*** Block opens ***

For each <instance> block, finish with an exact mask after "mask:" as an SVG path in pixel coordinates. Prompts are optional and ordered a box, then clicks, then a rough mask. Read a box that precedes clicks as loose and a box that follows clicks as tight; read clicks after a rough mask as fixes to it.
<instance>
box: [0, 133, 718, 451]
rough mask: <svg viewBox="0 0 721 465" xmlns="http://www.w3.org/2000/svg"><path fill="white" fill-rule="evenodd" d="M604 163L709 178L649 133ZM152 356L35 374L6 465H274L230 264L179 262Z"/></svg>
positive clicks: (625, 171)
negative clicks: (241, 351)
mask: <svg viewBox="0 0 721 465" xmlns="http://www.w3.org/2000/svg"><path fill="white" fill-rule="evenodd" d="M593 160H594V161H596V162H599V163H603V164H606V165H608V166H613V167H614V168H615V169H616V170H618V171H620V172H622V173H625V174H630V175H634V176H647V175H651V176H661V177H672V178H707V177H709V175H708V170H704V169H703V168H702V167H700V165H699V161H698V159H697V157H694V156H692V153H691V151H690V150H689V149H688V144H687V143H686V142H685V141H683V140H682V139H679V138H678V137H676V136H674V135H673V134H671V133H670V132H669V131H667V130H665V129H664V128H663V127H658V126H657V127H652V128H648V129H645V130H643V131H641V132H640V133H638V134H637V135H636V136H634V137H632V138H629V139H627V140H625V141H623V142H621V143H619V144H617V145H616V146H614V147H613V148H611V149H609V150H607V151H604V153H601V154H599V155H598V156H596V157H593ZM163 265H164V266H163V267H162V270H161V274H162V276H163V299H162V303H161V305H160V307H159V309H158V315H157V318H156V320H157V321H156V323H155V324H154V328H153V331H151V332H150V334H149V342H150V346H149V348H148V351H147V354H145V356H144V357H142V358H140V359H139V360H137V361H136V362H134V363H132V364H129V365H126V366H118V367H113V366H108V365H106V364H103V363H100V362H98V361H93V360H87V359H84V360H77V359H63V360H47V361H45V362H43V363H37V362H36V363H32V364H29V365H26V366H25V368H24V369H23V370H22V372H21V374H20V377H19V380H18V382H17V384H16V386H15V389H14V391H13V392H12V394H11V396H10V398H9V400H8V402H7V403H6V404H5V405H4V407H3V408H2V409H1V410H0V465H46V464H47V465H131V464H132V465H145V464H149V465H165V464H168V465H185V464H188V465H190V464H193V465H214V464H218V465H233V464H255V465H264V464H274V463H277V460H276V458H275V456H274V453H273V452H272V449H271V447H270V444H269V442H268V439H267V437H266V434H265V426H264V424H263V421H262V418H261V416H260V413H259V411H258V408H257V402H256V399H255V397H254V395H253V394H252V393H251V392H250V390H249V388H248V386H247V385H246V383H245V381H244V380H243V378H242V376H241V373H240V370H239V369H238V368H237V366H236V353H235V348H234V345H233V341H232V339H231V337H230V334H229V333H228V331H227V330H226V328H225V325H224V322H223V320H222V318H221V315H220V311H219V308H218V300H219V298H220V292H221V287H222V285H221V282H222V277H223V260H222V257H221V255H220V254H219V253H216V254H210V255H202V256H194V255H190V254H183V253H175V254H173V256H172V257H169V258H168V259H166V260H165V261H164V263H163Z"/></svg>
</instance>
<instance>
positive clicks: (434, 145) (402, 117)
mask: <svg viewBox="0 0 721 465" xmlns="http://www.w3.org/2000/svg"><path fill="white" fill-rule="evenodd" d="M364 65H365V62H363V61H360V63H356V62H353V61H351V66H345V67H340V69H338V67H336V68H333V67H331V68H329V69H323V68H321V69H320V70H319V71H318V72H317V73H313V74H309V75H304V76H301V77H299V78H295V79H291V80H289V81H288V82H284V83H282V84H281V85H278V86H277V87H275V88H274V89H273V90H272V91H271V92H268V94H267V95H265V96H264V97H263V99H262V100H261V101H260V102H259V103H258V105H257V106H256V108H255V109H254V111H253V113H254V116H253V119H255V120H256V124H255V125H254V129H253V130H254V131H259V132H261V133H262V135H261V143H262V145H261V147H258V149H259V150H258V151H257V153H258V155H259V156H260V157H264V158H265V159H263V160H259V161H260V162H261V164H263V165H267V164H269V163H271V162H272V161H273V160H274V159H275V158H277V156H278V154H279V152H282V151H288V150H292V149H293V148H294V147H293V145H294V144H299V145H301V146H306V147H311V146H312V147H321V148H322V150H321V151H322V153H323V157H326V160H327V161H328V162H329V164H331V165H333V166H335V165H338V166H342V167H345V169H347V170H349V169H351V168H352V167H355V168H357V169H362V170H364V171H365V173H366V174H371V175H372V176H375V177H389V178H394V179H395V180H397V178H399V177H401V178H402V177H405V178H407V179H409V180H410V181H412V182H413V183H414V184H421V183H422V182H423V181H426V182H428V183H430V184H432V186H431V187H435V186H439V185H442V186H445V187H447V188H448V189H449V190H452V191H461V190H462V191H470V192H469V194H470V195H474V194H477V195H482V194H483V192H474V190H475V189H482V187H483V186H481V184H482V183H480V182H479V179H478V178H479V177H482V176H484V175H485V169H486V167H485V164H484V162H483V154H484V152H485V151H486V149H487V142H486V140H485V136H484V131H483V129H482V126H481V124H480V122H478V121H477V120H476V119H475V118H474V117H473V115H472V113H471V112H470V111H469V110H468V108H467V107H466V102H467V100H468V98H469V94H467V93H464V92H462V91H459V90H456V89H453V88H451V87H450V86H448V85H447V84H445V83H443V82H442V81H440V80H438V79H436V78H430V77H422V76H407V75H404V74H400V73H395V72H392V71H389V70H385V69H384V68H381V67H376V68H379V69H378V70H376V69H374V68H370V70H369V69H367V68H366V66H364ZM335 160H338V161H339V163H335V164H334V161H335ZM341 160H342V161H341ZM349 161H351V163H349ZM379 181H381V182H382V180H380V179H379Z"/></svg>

*** Block closes ***

◆ **WHAT NEEDS TO BE DONE**
Set the lines down exactly, from the first line of the records to the line where "positive clicks: (625, 171)" appears, with both ends kept.

◆ **SOLUTION**
For each <instance> block, finish with an exact mask after "mask:" as an SVG path in pixel coordinates. Prompts are optional and ordered a box, then clicks, then a rough mask. Read a box that precedes clicks as loose and a box that follows clicks as tight; read clicks after a rough mask as fixes to it.
<instance>
box: [0, 133, 718, 451]
rough mask: <svg viewBox="0 0 721 465" xmlns="http://www.w3.org/2000/svg"><path fill="white" fill-rule="evenodd" d="M604 163L709 178L649 133ZM152 356L35 374L6 465H274L230 264L179 262Z"/></svg>
positive clicks: (625, 171)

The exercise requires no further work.